(RECORDS TO PROCESS):

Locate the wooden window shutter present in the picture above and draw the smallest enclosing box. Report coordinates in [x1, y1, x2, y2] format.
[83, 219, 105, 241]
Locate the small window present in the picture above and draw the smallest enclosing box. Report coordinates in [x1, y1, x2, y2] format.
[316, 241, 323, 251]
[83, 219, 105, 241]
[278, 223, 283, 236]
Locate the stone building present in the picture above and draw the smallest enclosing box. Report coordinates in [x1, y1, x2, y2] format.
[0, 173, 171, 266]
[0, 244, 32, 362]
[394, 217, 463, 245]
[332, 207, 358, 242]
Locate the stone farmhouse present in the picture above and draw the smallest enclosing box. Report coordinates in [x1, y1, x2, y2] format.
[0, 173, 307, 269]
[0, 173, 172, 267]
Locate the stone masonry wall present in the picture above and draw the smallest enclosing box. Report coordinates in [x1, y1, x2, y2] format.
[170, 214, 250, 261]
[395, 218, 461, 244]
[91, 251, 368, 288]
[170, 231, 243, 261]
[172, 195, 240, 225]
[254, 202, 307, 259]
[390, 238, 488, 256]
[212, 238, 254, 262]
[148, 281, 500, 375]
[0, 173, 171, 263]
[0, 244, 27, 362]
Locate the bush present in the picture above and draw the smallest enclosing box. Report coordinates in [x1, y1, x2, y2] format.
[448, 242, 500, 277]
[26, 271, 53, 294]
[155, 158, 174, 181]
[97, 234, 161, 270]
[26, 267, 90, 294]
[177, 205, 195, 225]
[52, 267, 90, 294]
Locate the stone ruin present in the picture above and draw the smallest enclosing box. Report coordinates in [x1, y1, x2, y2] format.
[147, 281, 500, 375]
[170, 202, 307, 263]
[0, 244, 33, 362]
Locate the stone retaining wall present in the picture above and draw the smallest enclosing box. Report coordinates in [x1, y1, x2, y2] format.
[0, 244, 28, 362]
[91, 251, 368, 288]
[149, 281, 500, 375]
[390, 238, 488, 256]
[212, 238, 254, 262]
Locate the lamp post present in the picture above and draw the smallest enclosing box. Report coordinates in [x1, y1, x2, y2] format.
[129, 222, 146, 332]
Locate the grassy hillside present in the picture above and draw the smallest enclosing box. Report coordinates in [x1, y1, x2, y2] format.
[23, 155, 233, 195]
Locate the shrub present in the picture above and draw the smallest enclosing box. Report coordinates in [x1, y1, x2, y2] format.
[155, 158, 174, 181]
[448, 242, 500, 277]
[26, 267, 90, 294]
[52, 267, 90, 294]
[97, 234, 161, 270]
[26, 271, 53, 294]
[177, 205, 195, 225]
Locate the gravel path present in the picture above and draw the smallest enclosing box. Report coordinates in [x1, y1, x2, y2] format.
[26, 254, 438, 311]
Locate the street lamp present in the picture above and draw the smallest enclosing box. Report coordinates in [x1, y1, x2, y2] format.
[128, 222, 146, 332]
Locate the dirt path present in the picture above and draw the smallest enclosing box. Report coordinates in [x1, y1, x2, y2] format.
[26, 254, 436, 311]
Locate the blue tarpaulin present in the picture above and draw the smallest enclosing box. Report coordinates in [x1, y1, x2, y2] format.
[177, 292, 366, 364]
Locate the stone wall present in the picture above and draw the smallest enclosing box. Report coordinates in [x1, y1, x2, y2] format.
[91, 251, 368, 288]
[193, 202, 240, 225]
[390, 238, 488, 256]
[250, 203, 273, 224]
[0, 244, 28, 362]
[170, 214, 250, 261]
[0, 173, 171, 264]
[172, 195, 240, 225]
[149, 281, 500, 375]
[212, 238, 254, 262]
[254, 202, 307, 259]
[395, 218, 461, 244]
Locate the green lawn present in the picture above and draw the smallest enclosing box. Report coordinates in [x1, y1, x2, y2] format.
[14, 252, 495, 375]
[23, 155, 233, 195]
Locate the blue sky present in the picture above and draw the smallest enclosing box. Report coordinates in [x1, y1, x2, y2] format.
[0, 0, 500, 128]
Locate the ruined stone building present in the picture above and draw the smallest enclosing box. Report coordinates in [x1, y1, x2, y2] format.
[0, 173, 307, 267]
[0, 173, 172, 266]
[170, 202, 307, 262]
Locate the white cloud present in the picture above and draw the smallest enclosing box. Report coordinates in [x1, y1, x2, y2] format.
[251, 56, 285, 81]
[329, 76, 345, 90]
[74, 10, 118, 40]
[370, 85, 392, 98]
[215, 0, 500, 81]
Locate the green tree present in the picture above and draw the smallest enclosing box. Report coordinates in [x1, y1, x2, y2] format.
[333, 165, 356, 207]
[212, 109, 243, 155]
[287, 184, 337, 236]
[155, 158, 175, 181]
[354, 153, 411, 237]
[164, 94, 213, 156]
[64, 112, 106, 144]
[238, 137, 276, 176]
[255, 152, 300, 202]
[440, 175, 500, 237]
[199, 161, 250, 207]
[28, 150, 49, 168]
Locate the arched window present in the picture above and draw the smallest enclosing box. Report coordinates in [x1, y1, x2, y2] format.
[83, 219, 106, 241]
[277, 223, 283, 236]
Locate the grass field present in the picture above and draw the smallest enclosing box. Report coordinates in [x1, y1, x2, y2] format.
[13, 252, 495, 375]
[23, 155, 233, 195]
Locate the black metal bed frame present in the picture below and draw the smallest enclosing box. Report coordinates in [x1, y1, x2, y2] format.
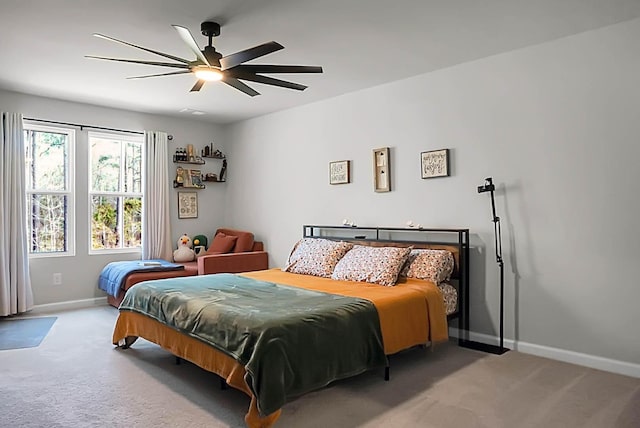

(TASK): Return each line of the records above that contains the string "wall", counting case.

(WRITTEN REPLY):
Locate the stone masonry wall present in the picture above and draw the smallest enclosing box. Report coordinates in [x1, y1, x2, y2] format.
Locate the stone retaining wall present in the picture above and draw the smallest enclosing box. Report coordinates in [x1, y1, x2, y2] format.
Locate the stone wall present in the picture above and draw the smallest enclosing box. Report coordinates in [x1, y1, x2, y2] format.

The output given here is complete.